Chapter 3: Data Distribution
Normal Distribution
Overview
The normal distribution, also known as the Gaussian distribution, is characterized by:
- Symmetrical bell-shaped curve
- Total area under the curve equals 1
- The curve never reaches zero
- Defined by two parameters: mean (μ) and standard deviation (σ)
Key Properties
-
Standard Normal Distribution
- Mean = 0
- Standard deviation = 1
-
Areas under the Normal Distribution
- 68% of data falls within 1 standard deviation
- 95% of data falls within 2 standard deviations
- 99.7% of data falls within 3 standard deviations
Working with Normal Distributions in Python
from scipy.stats import norm
# Example using women's heights
# Mean = 161 cm, Standard deviation = 7 cm
# Calculate probability of being shorter than 154 cm
prob_shorter = norm.cdf(154, 161, 7) # Returns 0.158655 (about 16%)
# Calculate probability of being taller than 154 cm
prob_taller = 1 - norm.cdf(154, 161, 7) # Returns 0.841345 (about 84%)
# Calculate probability of height between 154-157 cm
prob_between = norm.cdf(157, 161, 7) - norm.cdf(154, 161, 7) # Returns 0.1252
# Find height threshold where 90% of women are shorter
height_90th = norm.ppf(0.9, 161, 7) # Returns 169.97086
# Generate random heights
random_heights = norm.rvs(161, 7, size=10)

* **GIVEN RECORDS**:
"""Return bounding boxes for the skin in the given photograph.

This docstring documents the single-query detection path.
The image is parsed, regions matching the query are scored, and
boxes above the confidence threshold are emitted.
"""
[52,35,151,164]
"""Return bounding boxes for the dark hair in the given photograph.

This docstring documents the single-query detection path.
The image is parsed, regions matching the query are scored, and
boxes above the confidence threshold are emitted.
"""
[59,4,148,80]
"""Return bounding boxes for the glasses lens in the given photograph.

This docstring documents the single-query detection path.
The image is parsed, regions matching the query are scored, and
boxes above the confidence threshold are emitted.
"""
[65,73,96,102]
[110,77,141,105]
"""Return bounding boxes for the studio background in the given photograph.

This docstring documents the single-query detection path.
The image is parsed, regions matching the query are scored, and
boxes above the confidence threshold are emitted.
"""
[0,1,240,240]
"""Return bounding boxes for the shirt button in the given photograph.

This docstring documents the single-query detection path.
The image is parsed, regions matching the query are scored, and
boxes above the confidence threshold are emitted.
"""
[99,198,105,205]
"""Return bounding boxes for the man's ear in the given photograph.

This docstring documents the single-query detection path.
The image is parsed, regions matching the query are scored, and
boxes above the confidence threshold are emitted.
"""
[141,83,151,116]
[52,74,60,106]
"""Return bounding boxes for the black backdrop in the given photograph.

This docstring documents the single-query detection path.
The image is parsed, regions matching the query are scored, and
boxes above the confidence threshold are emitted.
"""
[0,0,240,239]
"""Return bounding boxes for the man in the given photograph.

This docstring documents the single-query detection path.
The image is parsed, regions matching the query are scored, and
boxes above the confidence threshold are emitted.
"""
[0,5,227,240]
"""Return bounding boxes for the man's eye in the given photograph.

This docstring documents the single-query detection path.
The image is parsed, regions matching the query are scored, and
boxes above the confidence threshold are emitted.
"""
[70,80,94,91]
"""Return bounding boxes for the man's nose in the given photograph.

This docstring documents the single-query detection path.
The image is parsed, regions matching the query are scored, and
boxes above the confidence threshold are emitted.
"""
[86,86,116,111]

* **REQUIREMENTS**:
A – Reproduce the passage of the data distribution chapter from "Chapter 3: Data" to "standard deviation (σ)".
B – Answer these questions from the data distribution chapter:
(i) Which two parameters define the normal distribution?
(ii) What percentage of data falls within 2 standard deviations?
(iii) In the Python code, what mean and standard deviation are given for women's heights?
C – Resume the data distribution chapter on the normal distribution, starting after its final line.

* **RESPONSE LIST**:
A –
Chapter 3: Data Distribution
Normal Distribution
Overview
The normal distribution, also known as the Gaussian distribution, is characterized by:
- Symmetrical bell-shaped curve
- Total area under the curve equals 1
- The curve never reaches zero
- Defined by two parameters: mean (μ) and standard deviation (σ)

B –
(i) The mean (μ) and the standard deviation (σ).
(ii) 95%.
(iii) A mean of 161 cm and a standard deviation of 7 cm.

C –
Central Limit Theorem (CLT)
Overview
The Central Limit Theorem states that the sampling distribution of a statistic becomes closer to the normal distribution as the number of trials increases.
Requirements
- Samples should be random and independent
Implementation Example
import pandas as pd
import numpy as np
# Create a die
die = pd.Series([1, 2, 3, 4, 5, 6])
# Function to generate sample means
def generate_sample_means(n_samples, sample_size):
sample_means = []
for i in range(n_samples):
sample_means.append(np.mean(die.sample(sample_size, replace=True)))
return sample_means
# Generate different numbers of sample means
sample_means_100 = generate_sample_means(100, 5)
sample_means_1000 = generate_sample_means(1000, 5)
Poisson Distribution
Overview
The Poisson distribution models the probability of events occurring over a fixed period when these events appear to happen at a certain rate but completely at random.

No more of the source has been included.